That’s great stuff, and spot-on. Parochial is just exactly what this kind of thinking is. Anyone who’s ever listened to a putative Shakespeare scholar, say, droning on about what sadly imperfect views Shakespeare had on the Other, knows all about that parish, and wants to get the hell out of it and move to the big city. Clearly O’Connor is one of those:

I have often had occasion to say to students that the things that draw them to advanced literary study–a love of learning, a love of literature, a deep desire to share those loves with students through teaching–are not the things that drive most English professors, and have next to nothing to do with what they would be expected to do in graduate school and beyond. The student who enters grad school intent on becoming a traditional humanist is the student who will be labelled as hopelessly unsophisticated by her peers and her professors. She will also be labelled a conservative by default: she may vote democratic; may be pro-choice, pro-affirmative action, and anti-gun; may possess a palpably bleeding heart; but if she refuses to “politicize” her academic work, if she refuses to embrace the belief that ultimately everything she reads and writes is a political act before it is anything else, if she resists the pressure to throw an earnest belief in an aesthetic tradition and a desire to address the transhistorical “human questions” out the window in favor of partisan theorizing and thesis-driven advocacy work, then she is by default a political undesirable, and will be described by fellow students and faculty as a conservative.

This is what I’m always wondering about the trendy lit-crit crowd. Do they even like literature particularly? They don’t seem to. They seem to want to talk about anything and everything else under the sun except literature. Which is understandable in a way – I love the stuff but I’m not sure I would want to write about it, and I’m especially not sure I would want to keep on writing about it for thirty years or so. But then why get a PhD in English? If you want to read and think and write about politics, why not get a PhD in that? Or in history or sociology? Why go into literature and then talk about something completely different? It seems so futile, so silly, and such bad manners. Like going to a pizza place and screaming the place down because it doesn’t serve sushi.

STATED PROBLEM: Please return the passage about literary study word for word, from "This is what" to "doesn’t serve sushi.".

ENTRIES SUPPLIED:
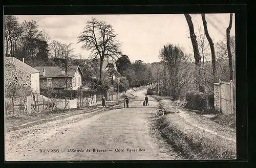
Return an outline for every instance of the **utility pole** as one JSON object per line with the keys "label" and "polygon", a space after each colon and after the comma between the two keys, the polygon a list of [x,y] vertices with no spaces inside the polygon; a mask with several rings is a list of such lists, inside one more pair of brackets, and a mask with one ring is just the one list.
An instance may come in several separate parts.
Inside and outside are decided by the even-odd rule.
---
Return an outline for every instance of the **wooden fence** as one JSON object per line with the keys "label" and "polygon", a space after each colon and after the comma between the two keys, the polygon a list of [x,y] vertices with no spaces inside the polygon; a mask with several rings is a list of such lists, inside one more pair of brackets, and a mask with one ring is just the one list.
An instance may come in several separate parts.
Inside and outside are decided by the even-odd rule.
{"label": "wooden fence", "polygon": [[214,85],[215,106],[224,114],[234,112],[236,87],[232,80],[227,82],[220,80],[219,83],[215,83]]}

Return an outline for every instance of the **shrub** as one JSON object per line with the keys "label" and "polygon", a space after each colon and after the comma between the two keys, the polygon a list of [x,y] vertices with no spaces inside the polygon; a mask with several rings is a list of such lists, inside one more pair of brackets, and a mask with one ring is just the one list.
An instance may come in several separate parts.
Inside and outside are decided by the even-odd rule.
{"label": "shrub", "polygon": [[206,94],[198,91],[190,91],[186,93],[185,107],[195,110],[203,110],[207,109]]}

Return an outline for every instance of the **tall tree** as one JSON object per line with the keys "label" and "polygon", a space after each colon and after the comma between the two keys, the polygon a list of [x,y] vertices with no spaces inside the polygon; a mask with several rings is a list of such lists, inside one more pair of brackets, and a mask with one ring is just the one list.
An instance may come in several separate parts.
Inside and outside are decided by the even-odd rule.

ANSWER TO THE PROBLEM:
This is what I’m always wondering about the trendy lit-crit crowd. Do they even like literature particularly? They don’t seem to. They seem to want to talk about anything and everything else under the sun except literature. Which is understandable in a way – I love the stuff but I’m not sure I would want to write about it, and I’m especially not sure I would want to keep on writing about it for thirty years or so. But then why get a PhD in English? If you want to read and think and write about politics, why not get a PhD in that? Or in history or sociology? Why go into literature and then talk about something completely different? It seems so futile, so silly, and such bad manners. Like going to a pizza place and screaming the place down because it doesn’t serve sushi.